== Given records

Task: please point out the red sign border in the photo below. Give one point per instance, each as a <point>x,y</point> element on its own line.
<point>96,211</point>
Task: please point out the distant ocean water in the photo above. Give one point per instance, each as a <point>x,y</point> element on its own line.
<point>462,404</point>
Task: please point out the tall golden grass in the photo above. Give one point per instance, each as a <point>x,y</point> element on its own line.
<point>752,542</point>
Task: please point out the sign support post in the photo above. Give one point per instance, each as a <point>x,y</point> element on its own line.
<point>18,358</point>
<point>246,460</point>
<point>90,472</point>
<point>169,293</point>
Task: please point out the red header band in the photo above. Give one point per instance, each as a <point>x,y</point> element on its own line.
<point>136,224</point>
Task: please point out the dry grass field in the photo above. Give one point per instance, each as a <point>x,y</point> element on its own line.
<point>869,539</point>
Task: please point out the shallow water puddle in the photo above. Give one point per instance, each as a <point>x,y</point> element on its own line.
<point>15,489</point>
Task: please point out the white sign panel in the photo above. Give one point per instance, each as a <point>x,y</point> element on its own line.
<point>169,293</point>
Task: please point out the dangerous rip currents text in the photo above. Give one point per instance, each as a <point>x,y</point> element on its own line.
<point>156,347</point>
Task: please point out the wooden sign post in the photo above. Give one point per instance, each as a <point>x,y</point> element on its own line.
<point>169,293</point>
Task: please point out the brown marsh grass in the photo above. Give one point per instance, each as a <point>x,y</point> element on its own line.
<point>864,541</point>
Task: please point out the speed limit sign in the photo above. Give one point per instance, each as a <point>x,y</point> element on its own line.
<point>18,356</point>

====
== Given records

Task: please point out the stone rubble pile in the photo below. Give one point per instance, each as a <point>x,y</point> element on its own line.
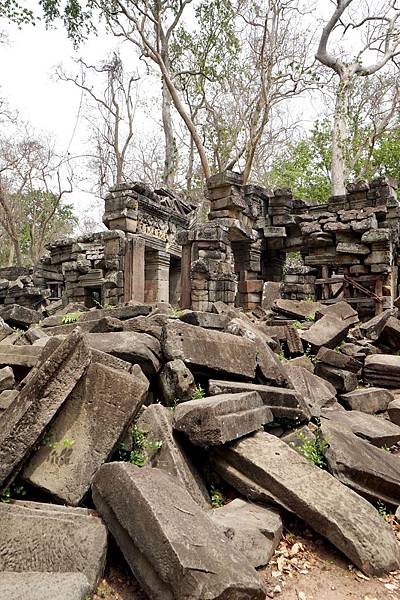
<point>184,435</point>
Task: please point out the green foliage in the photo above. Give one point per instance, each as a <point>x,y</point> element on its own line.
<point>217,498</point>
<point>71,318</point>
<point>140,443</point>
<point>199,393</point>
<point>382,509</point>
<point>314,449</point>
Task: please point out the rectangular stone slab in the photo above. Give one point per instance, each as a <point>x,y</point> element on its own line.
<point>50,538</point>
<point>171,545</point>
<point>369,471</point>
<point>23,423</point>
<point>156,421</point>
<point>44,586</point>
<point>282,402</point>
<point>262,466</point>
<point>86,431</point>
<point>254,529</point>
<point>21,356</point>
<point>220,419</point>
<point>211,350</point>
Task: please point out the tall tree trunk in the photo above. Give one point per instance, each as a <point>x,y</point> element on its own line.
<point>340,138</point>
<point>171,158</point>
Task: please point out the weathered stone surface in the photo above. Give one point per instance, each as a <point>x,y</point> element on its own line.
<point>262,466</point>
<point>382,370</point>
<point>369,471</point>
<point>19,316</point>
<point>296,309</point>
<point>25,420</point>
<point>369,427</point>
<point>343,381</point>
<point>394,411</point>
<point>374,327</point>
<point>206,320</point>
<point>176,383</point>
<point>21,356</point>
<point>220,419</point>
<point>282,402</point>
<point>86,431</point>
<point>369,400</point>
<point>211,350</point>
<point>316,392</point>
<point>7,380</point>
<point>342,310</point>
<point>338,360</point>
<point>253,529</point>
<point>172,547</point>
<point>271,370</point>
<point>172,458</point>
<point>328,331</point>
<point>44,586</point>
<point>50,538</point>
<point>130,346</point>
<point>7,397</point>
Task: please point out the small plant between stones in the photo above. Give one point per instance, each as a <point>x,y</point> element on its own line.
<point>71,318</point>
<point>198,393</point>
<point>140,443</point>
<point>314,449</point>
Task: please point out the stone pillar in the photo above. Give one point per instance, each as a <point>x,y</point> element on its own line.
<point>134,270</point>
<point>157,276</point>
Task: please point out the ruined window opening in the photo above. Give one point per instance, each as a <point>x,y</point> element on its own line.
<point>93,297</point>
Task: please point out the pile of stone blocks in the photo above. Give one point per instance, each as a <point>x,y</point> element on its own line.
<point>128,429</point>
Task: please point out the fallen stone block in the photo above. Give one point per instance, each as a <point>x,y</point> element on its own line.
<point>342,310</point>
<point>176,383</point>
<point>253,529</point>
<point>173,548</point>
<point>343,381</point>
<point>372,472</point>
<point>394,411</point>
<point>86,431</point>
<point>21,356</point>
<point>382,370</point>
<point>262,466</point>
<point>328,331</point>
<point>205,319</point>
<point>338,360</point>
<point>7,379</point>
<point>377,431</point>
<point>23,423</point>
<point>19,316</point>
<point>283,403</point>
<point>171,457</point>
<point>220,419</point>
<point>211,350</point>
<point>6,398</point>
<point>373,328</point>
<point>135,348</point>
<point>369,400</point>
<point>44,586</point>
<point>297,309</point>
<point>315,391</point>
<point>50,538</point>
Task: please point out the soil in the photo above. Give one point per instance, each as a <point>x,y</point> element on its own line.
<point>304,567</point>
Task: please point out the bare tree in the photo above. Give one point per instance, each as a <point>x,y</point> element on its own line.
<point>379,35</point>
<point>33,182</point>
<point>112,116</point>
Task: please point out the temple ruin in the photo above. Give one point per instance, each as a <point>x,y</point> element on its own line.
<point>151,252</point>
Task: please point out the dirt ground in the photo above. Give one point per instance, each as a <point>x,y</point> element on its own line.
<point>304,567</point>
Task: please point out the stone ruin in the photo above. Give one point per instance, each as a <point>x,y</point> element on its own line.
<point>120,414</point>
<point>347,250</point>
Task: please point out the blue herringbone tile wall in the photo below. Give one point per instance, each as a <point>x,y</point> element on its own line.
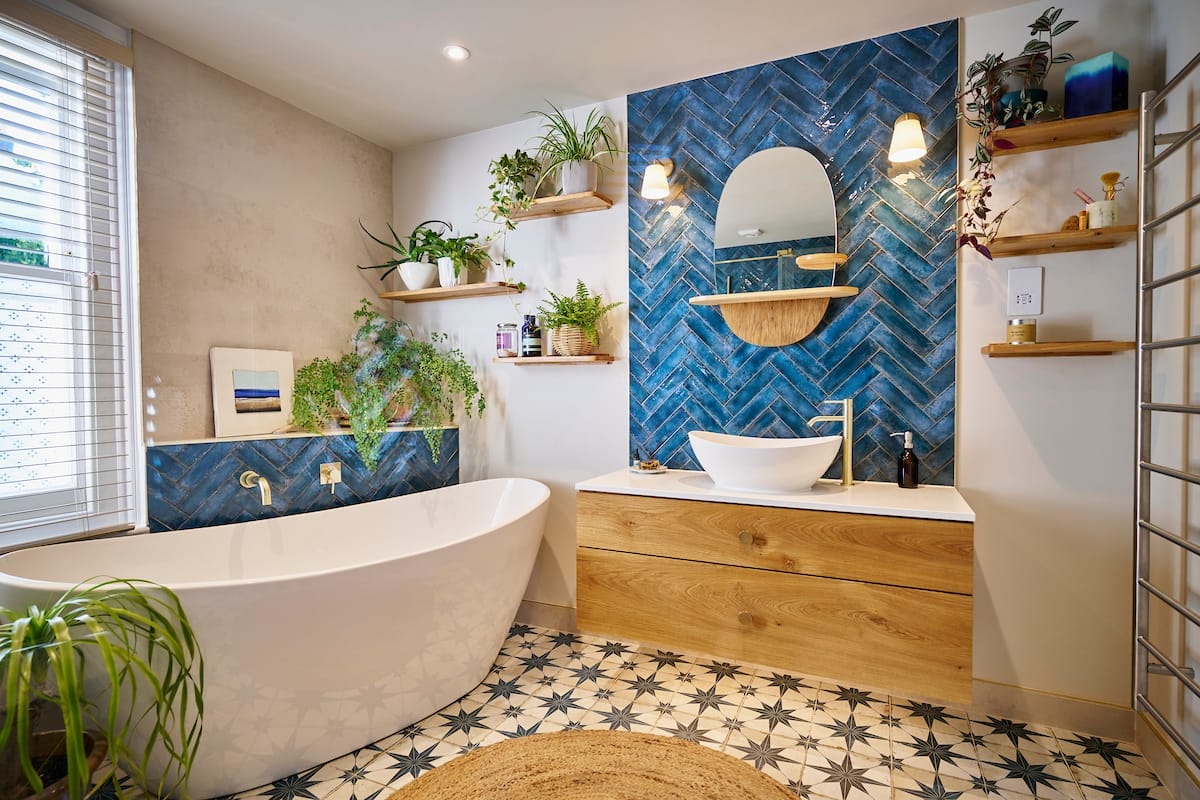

====
== Given records

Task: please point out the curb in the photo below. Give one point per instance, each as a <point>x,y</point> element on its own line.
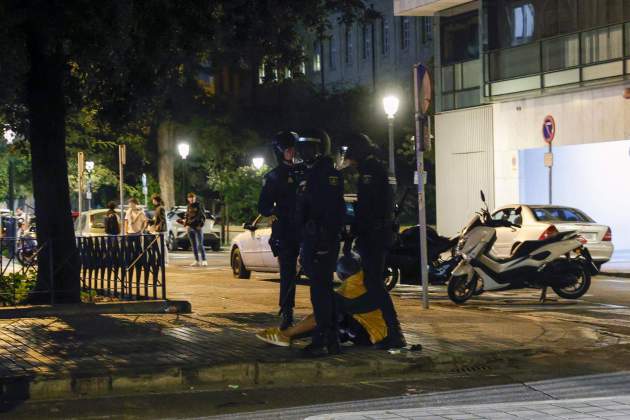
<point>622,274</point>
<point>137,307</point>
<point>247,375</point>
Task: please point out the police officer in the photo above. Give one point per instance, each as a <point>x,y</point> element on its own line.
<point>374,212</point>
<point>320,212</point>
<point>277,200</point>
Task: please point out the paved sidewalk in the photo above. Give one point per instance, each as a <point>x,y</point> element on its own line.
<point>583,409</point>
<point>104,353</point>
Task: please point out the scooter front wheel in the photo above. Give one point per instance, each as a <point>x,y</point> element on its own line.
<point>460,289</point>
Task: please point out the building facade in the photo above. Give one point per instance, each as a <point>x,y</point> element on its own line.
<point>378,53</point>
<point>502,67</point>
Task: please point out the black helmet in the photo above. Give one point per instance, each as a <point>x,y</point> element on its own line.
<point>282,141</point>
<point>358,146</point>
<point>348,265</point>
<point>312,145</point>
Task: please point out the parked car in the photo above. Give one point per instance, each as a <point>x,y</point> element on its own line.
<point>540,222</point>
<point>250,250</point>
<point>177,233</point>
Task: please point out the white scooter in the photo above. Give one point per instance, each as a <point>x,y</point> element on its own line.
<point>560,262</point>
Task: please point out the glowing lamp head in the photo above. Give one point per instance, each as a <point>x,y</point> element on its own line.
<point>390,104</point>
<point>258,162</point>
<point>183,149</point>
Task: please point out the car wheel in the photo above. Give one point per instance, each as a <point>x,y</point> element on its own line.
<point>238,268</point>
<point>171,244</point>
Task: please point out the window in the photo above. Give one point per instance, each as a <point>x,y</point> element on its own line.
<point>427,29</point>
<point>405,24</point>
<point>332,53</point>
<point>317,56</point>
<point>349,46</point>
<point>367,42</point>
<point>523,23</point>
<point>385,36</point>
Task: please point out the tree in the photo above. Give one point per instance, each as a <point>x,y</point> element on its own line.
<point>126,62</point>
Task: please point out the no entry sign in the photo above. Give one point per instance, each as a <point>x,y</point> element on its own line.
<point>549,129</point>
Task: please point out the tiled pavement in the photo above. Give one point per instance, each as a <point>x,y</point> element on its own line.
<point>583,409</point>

====

> _Task objective_
From the data above, output only the lines between the line containing "Task: please point out the bare" and the line containing "Task: please point out the blue", inclusive, exactly as written.

> _Task solution_
Task: please point out the bare tree in the photo above. Give one point per instance, each as a <point>x,y</point> element on its own line.
<point>379,35</point>
<point>33,182</point>
<point>112,116</point>
Task: please point out the temple ruin in the photo above. Give one point per instance, each as a <point>x,y</point> element on its own line.
<point>151,252</point>
Task: please point out the dirt ground in the photo above. Give one point per instance, each as a <point>x,y</point> element on its own line.
<point>304,567</point>
Task: please point out the stone ruin in the photo above. Give one point per instance, each as a <point>x,y</point> element on its own line.
<point>120,414</point>
<point>347,250</point>
Task: please point out the blue herringbone tile wall in the photo below. Give one point per instance, each as a <point>x,y</point> element on its own line.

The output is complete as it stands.